:: PROVIDED RECORDS ::
=-=-=-=-=

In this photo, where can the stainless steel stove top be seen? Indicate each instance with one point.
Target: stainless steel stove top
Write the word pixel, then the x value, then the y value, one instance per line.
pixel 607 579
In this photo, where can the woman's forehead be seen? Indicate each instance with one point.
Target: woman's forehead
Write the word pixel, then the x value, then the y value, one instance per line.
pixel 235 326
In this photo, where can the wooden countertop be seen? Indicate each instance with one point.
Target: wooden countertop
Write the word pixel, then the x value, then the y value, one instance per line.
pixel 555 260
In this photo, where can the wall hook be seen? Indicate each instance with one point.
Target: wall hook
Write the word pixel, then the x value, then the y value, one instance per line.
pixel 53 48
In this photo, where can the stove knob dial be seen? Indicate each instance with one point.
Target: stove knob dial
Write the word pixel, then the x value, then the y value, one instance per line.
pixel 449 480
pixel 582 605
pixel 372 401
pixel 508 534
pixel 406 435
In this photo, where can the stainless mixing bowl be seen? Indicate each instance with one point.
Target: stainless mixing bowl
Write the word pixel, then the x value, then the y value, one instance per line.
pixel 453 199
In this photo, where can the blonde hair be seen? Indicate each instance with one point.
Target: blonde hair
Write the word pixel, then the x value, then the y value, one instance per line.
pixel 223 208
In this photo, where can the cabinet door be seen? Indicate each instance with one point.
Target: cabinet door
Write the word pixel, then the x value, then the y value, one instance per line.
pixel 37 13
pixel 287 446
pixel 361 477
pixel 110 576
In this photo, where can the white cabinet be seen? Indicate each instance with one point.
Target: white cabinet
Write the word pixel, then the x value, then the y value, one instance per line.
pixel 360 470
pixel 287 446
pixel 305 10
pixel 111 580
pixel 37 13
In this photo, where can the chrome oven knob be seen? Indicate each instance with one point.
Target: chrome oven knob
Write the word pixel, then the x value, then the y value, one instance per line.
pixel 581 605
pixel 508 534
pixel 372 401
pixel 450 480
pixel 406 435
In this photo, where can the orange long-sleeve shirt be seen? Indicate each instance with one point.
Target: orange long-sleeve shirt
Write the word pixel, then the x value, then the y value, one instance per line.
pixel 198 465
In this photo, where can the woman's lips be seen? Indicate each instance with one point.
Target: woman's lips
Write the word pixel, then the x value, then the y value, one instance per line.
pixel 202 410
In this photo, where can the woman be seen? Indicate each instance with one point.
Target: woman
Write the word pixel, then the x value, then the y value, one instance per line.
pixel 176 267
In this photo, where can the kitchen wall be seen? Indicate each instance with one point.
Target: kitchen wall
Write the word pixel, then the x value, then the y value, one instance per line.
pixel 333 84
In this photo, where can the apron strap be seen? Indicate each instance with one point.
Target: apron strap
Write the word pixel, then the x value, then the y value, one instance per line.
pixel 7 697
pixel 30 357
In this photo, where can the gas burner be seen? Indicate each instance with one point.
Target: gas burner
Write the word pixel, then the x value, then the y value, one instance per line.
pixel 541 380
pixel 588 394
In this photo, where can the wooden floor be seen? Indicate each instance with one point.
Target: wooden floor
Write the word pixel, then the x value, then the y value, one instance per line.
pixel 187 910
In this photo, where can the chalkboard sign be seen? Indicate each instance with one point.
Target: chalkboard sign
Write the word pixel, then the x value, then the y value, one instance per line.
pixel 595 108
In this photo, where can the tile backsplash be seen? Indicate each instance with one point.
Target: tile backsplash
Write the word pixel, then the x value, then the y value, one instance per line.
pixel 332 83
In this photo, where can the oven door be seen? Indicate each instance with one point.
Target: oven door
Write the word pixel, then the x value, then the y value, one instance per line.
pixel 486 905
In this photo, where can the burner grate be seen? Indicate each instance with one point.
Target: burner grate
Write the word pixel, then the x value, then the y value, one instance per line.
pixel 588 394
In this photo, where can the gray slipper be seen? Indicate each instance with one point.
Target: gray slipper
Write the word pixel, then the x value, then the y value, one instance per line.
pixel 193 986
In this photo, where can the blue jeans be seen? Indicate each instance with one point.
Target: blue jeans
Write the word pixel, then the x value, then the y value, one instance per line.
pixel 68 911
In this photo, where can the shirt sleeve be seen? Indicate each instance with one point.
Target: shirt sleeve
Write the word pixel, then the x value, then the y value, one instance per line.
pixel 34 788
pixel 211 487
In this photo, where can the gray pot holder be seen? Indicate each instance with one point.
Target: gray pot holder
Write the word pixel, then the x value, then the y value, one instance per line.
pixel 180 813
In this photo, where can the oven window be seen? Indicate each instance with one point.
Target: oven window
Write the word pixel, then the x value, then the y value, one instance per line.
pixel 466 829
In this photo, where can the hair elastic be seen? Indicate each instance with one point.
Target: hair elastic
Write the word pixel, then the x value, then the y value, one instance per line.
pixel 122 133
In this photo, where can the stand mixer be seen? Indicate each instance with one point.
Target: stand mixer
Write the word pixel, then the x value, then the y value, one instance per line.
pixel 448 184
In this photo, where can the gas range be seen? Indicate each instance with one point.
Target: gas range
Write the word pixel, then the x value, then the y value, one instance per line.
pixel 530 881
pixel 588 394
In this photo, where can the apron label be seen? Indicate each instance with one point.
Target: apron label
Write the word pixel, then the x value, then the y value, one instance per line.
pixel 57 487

=-=-=-=-=

:: YOUR TASK ::
Copy the records from the line with "In this photo, where can the apron strap" up to and including the line with "pixel 595 108", changing "wooden floor" to "hardwood floor" and leaving everything else as it is. Give only those lines.

:: FINAL RESULT ::
In this photo, where can the apron strap be seen? Indicate each instance with one point.
Target: apron strap
Write the word pixel, then the x value, then the y value, one instance per line.
pixel 7 697
pixel 30 357
In this photo, where can the gas burner be seen? Indicate each instance with one point.
Target: gas burner
Write the word pixel, then the x value, then the y value, one instance per line.
pixel 541 380
pixel 588 394
In this photo, where can the hardwood floor be seen? Indicate each instance with one point.
Target: hardwood floor
Write the word pixel, then the x value, then the y value, one instance per line.
pixel 187 910
In this photo, where can the chalkboard sign be seen? Indicate each instance with one point.
Target: chalkboard sign
Write the word pixel, then the x value, then the y value, one instance per line.
pixel 595 108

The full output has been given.